Single by the Pretenders

from the album Learning to Crawl
- A-side: "Back on the Chain Gang"
- Released: 17 September 1982
- Genre: Rock; funk rock; dance rock;
- Length: 5:25 (album version) 4:27 (single version)
- Label: Sire
- Songwriter: Chrissie Hynde
- Producer: Chris Thomas

The Pretenders singles chronology
| "Back on the Chain Gang" (1982) | "My City Was Gone" (1982) | "2000 Miles" (1983) |

= My City Was Gone =

"My City Was Gone" is a song by the British rock group the Pretenders. The song originally appeared in October 1982 as the B-side to the single release of "Back on the Chain Gang"; the single was the first release for the band following the death of founding bandmember James Honeyman-Scott. The song was included on the album Learning to Crawl, which was released in early 1984, and it became a radio favorite in the United States.

The song was written by Pretenders leader Chrissie Hynde, an expatriate American living in London, and reflected her growing interest in environmental and social concerns. The lyrics take the form of an autobiographical lament, with the singer returning to her childhood home in Ohio and discovering that rampant development had destroyed the "pretty countryside" of her youth. The song makes a number of specific references to places in and around Akron, including South Howard Street (line 5), the historic center of Akron that was leveled to make way for an urban plaza with three skyscrapers and two parking decks (line 8).

━━━━━━━━━━

*Directive*. In the page on "My City Was Gone", change "Length" to "Duration" and reproduce everything from "from the album" down to "4:27 (single version)".

━━━━━━━━━━

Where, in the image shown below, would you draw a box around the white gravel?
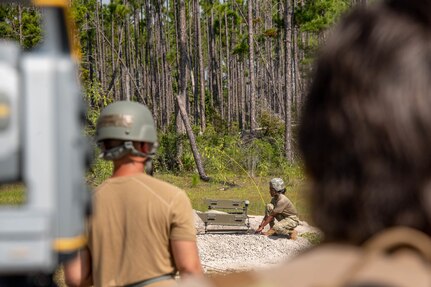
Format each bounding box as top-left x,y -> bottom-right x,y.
195,211 -> 320,273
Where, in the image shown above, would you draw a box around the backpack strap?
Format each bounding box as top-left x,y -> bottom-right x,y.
364,227 -> 431,262
333,227 -> 431,287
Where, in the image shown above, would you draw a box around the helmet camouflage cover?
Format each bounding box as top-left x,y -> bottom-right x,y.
96,101 -> 157,143
269,178 -> 285,192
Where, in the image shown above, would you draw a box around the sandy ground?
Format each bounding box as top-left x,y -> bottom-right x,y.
195,211 -> 320,273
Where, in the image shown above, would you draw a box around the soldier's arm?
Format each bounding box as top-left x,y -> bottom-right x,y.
256,214 -> 274,232
63,248 -> 93,287
171,240 -> 203,277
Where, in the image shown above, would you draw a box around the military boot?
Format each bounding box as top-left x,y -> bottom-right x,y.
289,229 -> 298,240
263,228 -> 276,236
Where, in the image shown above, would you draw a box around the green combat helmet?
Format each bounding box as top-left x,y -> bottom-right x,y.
96,101 -> 157,164
269,178 -> 286,193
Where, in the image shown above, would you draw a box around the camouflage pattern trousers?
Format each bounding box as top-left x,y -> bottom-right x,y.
265,203 -> 299,235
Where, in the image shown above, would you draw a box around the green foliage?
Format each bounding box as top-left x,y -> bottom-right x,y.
295,0 -> 349,32
0,184 -> 26,206
87,151 -> 113,186
0,5 -> 42,49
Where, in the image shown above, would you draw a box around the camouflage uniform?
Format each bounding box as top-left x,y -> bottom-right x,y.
265,178 -> 299,235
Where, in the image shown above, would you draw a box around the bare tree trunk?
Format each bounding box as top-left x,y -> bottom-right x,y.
177,0 -> 209,181
193,0 -> 206,132
284,0 -> 293,162
224,13 -> 232,127
247,0 -> 257,133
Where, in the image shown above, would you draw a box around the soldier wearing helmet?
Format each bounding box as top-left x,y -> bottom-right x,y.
65,101 -> 202,287
256,178 -> 299,239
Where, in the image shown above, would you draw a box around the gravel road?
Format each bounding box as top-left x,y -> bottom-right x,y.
195,211 -> 320,273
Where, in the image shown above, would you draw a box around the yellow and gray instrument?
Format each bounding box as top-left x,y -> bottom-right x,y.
0,0 -> 91,277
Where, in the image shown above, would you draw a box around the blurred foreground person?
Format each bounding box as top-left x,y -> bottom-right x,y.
256,178 -> 299,240
65,101 -> 202,287
179,0 -> 431,287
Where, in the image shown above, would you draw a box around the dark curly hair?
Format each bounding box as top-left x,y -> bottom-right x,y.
299,0 -> 431,244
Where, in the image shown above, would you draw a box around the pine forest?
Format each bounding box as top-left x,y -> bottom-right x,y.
0,0 -> 371,180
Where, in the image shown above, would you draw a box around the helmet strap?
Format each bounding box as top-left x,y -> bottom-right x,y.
100,141 -> 157,161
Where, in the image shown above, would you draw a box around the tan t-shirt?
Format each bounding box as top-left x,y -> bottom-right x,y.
89,174 -> 196,287
271,193 -> 298,218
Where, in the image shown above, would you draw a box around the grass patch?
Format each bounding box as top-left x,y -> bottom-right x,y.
155,173 -> 310,222
301,232 -> 323,245
0,184 -> 26,206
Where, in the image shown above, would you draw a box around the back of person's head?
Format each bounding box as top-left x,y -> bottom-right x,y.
96,101 -> 157,160
299,0 -> 431,243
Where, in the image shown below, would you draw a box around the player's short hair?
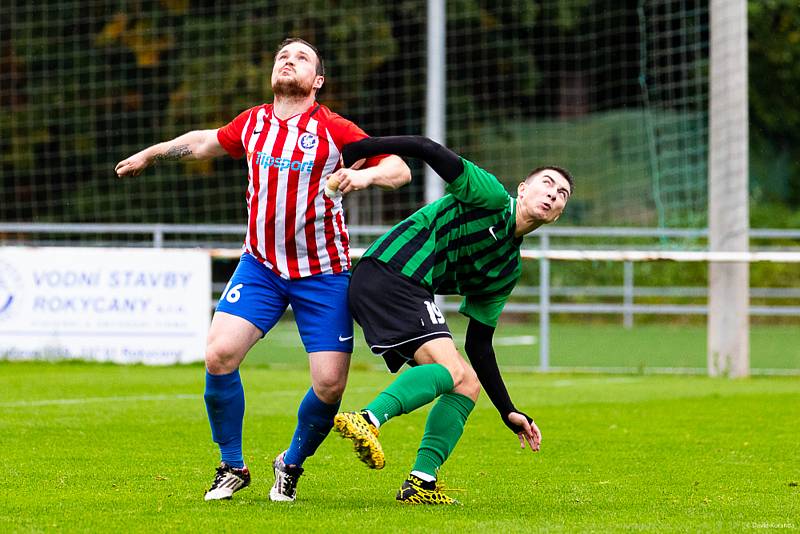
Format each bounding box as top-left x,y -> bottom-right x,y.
525,165 -> 575,196
274,37 -> 325,76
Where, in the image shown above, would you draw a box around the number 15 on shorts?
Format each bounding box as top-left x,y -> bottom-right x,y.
424,300 -> 444,324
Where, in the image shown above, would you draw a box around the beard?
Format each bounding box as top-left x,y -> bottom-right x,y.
272,78 -> 314,98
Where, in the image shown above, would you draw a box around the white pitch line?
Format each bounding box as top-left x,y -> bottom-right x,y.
0,386 -> 379,408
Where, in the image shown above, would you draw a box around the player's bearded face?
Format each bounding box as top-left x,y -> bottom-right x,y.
271,43 -> 322,98
272,76 -> 314,98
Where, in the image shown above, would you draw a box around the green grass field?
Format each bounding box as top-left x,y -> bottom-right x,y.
0,320 -> 800,532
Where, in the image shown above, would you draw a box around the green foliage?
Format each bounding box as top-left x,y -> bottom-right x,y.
748,0 -> 800,206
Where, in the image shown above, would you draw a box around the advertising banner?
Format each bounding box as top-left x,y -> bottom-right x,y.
0,247 -> 211,364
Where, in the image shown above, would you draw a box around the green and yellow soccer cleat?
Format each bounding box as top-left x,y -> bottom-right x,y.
395,475 -> 461,504
333,411 -> 386,469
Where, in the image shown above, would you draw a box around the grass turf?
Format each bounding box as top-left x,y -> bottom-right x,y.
0,358 -> 800,532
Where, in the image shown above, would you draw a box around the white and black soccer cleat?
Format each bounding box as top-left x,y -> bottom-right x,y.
205,462 -> 250,501
269,451 -> 303,502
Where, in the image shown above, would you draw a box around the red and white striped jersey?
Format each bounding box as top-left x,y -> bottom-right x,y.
217,103 -> 385,279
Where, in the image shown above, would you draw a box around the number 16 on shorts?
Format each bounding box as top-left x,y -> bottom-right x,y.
424,300 -> 444,324
219,280 -> 244,304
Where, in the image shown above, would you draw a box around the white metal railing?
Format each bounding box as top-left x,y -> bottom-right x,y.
0,223 -> 800,370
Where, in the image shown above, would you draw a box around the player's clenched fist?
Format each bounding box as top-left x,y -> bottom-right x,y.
114,151 -> 150,177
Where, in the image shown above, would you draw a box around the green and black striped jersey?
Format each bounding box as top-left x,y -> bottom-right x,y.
364,158 -> 522,327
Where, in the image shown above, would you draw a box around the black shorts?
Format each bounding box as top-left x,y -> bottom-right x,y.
349,257 -> 453,373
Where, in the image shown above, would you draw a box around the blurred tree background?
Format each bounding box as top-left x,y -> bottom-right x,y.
0,0 -> 800,227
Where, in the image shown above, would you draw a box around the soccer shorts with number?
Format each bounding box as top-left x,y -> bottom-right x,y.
217,253 -> 353,352
350,257 -> 452,373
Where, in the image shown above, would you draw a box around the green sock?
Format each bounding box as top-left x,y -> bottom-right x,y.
413,393 -> 475,478
365,363 -> 453,424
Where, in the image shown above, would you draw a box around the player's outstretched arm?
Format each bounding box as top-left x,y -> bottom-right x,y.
464,319 -> 542,452
114,130 -> 226,176
328,156 -> 411,195
342,135 -> 464,183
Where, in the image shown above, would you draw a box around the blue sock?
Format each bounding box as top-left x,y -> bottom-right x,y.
203,369 -> 244,468
283,388 -> 341,466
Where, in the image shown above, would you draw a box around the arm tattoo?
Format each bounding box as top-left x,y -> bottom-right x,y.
153,145 -> 192,161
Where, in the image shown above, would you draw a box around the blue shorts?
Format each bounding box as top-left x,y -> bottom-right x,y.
217,253 -> 353,352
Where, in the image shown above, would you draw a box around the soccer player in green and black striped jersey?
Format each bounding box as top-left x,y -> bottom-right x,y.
334,136 -> 573,504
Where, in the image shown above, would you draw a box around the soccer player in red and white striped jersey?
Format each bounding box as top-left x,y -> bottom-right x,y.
116,39 -> 411,501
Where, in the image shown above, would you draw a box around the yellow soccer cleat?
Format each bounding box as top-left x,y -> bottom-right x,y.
395,475 -> 461,504
333,411 -> 386,469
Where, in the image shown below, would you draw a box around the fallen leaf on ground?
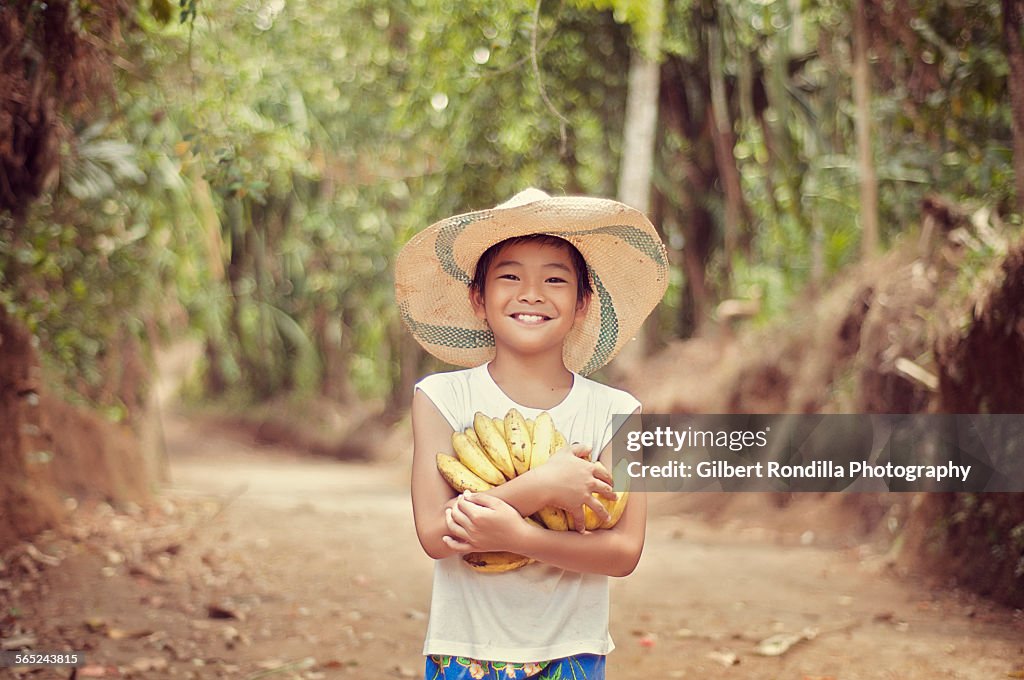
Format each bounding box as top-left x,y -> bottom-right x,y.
754,628 -> 818,656
708,651 -> 739,666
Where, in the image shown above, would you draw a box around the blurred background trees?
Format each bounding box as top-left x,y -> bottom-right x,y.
0,0 -> 1024,411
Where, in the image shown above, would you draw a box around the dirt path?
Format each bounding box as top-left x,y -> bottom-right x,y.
6,399 -> 1024,680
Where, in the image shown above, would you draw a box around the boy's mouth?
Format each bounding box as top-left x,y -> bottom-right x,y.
512,313 -> 551,324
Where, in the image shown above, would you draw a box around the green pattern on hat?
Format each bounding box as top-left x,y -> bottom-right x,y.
556,224 -> 669,267
434,215 -> 476,286
395,188 -> 669,375
399,304 -> 495,349
580,266 -> 618,376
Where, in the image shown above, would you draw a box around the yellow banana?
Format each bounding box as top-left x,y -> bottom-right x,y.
473,412 -> 516,479
601,492 -> 630,528
505,409 -> 530,474
452,432 -> 505,485
437,454 -> 494,494
551,430 -> 568,453
462,551 -> 534,573
537,508 -> 569,532
526,411 -> 569,532
529,411 -> 555,470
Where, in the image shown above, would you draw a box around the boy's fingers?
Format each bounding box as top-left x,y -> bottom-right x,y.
594,463 -> 615,486
594,483 -> 618,507
569,441 -> 593,460
568,505 -> 587,534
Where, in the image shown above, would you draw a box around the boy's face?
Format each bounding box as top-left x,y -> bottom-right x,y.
470,242 -> 590,355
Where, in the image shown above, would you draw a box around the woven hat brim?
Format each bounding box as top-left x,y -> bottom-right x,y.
395,197 -> 669,375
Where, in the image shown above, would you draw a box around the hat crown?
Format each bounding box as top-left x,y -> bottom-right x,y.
495,186 -> 551,210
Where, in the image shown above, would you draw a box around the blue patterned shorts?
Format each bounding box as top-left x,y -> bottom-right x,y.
423,654 -> 605,680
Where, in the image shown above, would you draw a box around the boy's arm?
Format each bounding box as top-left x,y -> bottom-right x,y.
483,444 -> 615,532
443,414 -> 647,577
411,389 -> 468,559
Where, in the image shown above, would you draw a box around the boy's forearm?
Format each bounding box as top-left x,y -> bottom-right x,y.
481,472 -> 549,517
509,526 -> 643,577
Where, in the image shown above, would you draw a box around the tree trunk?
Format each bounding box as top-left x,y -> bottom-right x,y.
708,18 -> 743,270
853,0 -> 879,258
0,306 -> 57,549
616,0 -> 665,371
1002,0 -> 1024,213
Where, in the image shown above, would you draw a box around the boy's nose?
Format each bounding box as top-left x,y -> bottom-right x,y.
519,284 -> 544,302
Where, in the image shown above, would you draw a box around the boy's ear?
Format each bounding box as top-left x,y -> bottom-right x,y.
575,294 -> 593,321
469,287 -> 487,321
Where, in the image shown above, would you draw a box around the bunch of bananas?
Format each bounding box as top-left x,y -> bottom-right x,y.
437,409 -> 629,572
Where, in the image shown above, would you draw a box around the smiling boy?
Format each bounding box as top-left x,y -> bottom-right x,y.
395,189 -> 668,680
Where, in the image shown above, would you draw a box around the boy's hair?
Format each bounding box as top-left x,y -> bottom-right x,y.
469,233 -> 594,303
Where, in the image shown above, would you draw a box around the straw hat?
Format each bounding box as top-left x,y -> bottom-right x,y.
395,188 -> 669,375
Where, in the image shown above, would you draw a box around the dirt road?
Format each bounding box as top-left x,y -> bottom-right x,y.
8,401 -> 1024,680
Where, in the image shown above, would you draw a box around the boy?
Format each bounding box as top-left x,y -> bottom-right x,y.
395,189 -> 668,680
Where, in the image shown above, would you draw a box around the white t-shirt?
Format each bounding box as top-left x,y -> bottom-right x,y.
416,365 -> 640,663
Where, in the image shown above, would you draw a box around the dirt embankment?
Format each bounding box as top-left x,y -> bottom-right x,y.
624,213 -> 1024,606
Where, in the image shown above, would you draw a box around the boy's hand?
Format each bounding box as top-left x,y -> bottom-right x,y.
531,443 -> 615,533
443,492 -> 526,553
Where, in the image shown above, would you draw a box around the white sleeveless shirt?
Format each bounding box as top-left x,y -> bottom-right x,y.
416,365 -> 640,663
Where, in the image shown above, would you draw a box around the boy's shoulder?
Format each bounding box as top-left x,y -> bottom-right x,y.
416,366 -> 480,388
577,374 -> 640,412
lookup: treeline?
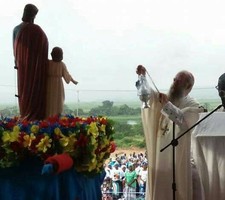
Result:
[64,100,140,117]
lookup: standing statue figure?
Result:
[46,47,78,117]
[13,4,48,120]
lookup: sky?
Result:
[0,0,225,103]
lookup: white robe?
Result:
[142,92,202,200]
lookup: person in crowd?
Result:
[137,66,204,200]
[13,4,48,120]
[216,73,225,111]
[46,47,78,117]
[124,163,137,200]
[112,162,123,198]
[136,65,151,108]
[139,162,148,197]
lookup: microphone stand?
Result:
[160,104,223,200]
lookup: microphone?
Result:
[219,90,225,108]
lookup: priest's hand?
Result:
[159,92,169,105]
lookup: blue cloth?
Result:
[0,159,105,200]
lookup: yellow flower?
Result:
[59,134,77,152]
[54,127,64,137]
[36,135,52,153]
[30,125,39,134]
[88,158,98,172]
[100,124,106,133]
[13,126,20,133]
[88,122,99,138]
[2,131,19,143]
[23,133,36,147]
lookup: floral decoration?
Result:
[0,115,116,175]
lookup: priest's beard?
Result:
[168,86,184,106]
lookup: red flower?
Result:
[110,141,116,153]
[76,134,88,147]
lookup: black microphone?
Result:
[219,90,225,108]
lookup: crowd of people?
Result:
[102,152,148,200]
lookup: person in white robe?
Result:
[46,47,78,117]
[137,68,203,200]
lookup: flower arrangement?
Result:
[0,115,116,175]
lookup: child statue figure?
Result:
[136,65,151,108]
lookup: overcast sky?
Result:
[0,0,225,103]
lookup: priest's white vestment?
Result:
[142,91,202,200]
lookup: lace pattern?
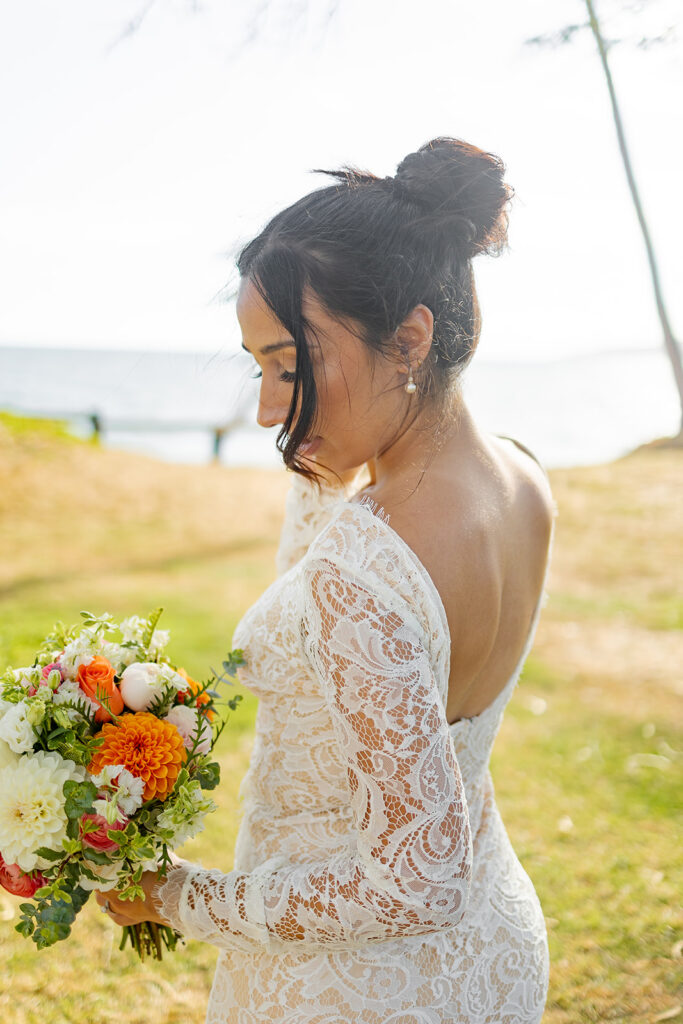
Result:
[153,468,549,1024]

━━━━━━━━━━

*Complete answer*.
from the album Learning to Crawl
- A-side: "Back on the Chain Gang"
- Released: 17 September 1982
- Genre: Rock; funk rock; dance rock;
- Duration: 5:25 (album version) 4:27 (single version)